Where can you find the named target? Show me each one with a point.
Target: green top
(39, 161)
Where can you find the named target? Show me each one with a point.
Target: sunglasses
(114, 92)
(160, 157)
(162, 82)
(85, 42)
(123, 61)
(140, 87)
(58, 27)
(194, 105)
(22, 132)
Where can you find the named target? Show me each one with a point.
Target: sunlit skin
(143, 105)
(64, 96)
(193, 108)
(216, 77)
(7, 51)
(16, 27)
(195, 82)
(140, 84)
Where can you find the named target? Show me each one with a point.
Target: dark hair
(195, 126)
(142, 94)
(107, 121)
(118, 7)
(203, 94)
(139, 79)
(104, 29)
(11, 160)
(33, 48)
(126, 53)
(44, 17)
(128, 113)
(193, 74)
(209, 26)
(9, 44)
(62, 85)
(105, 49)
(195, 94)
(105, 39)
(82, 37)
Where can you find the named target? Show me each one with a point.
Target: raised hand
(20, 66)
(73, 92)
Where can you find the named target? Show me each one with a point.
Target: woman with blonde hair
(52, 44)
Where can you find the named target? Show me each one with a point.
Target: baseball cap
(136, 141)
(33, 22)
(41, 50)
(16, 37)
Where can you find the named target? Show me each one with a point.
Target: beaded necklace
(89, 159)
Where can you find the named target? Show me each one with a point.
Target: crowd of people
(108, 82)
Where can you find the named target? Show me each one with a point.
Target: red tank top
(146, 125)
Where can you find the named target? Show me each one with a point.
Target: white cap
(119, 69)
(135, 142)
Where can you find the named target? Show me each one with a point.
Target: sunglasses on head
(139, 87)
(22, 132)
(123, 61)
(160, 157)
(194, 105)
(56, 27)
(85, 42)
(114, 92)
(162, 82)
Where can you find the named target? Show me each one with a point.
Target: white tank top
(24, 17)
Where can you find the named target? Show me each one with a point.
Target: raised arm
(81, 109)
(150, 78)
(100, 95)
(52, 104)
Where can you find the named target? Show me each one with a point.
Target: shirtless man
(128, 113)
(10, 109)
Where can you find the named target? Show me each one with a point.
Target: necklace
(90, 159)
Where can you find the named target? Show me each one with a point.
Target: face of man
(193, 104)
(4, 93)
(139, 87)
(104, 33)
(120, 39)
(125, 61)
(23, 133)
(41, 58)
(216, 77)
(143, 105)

------------------------

## WORK TO COMPLETE
Please write out all the data above, exactly as it reads.

## YOUR SOLUTION
Where can you find the named target? Show me each one with a point.
Target: green top
(39, 161)
Where can you find the named target? Show me each one with a point.
Target: sunglasses
(114, 92)
(160, 157)
(162, 82)
(85, 42)
(123, 61)
(140, 87)
(58, 27)
(194, 105)
(22, 132)
Where can you find the named target? Show me each one with a point.
Target: sunlit skin
(143, 105)
(64, 96)
(193, 108)
(216, 77)
(7, 51)
(16, 27)
(195, 82)
(140, 84)
Where can you find the named target? Show me each one with a point.
Target: dark hair
(195, 126)
(142, 94)
(107, 121)
(118, 7)
(203, 94)
(139, 79)
(104, 29)
(11, 160)
(33, 48)
(126, 53)
(44, 17)
(128, 113)
(193, 74)
(209, 26)
(9, 44)
(62, 85)
(105, 49)
(195, 94)
(105, 39)
(82, 37)
Where can you find the named target? Show me each one with a point.
Target: raised hand
(20, 66)
(73, 92)
Where can you find the named target? Show me each one with a point.
Target: woman with blonde hair
(52, 44)
Where can you find the named target? Show me each one with a point.
Target: baseball cap
(136, 141)
(33, 22)
(41, 50)
(16, 37)
Where can you find the named target? Show me each one with a point.
Target: beaded necklace
(89, 159)
Where can you find the named target? Show me each one with a point.
Target: crowd of people
(108, 82)
Where can you find the named target? Show me each one with a point.
Target: red tank top
(146, 125)
Where can you find the named target? Show me each one with a point.
Target: white cap
(119, 69)
(135, 142)
Where can you find the named target? Show me each one with a point.
Target: sunglasses on head
(139, 87)
(22, 132)
(123, 61)
(160, 157)
(194, 105)
(56, 27)
(85, 42)
(114, 92)
(162, 82)
Where can you find the named target? Show me each one with a point.
Target: white tank top
(24, 17)
Where can you find the named target? Show me each one with a point.
Target: raised arm
(81, 109)
(150, 78)
(100, 95)
(52, 104)
Where can you find the named target? Show me each one with a point.
Target: shirtless man
(128, 113)
(10, 109)
Where can you find the named target? Show me each one with a point.
Target: necklace
(90, 159)
Where can you find the named target? Show me each one with a point.
Target: face of man
(193, 104)
(4, 93)
(139, 87)
(104, 33)
(120, 39)
(125, 61)
(23, 133)
(41, 58)
(216, 77)
(143, 105)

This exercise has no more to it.